Algunos años después, la idea de Ávila crecería cuando en 1991 le ofrecieran los derechos de transmisión del fútbol por los siguientes seis años (licencia que luego se extendió hasta 2014). Por supuesto, aceptó. A partir de entonces ningún canal podía pasar los partidos hasta por lo menos un día después de la emisión de Fútbol de Primera. Había que esperar a cada domingo a la noche para ver el programa que resumía toda la fecha, los goles, las atajadas, los comentarios. Todo. Fue en esos años cuando el fútbol se convirtió en uno de los espectáculos más importantes de la Argentina, cuando pasó de deporte a show, de show a elemento de poder ineludible.

□ □ □

* Tarea *
Traduce al inglés esta oración del fragmento sobre los derechos de transmisión del fútbol: "Había que esperar a cada domingo a la noche para ver el programa que resumía toda la fecha, los goles, las atajadas, los comentarios." Los registros no tienen relación con el fragmento.

[Entradas de datos almacenados]
□ □ □

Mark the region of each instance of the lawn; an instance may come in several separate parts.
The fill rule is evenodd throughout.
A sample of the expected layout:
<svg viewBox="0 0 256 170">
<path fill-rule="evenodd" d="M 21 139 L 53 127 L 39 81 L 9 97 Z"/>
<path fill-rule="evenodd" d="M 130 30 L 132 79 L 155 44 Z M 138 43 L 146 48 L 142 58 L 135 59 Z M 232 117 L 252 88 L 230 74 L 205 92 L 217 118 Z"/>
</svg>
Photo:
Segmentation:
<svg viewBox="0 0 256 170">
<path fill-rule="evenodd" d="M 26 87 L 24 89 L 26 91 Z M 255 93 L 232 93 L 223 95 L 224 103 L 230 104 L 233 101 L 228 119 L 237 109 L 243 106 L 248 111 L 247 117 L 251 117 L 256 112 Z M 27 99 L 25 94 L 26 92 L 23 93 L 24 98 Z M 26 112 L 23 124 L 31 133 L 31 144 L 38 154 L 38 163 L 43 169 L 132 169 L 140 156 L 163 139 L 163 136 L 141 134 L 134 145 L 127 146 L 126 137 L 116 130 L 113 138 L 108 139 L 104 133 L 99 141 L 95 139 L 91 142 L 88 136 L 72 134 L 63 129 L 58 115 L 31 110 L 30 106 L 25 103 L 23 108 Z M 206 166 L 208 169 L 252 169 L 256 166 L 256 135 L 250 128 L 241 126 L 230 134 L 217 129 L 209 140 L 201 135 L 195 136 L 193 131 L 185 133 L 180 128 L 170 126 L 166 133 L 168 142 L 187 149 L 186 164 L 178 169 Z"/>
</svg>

□ □ □

* Respuesta *
One had to wait for every Sunday night to watch the program that summarized the entire matchday, the goals, the saves, the commentary.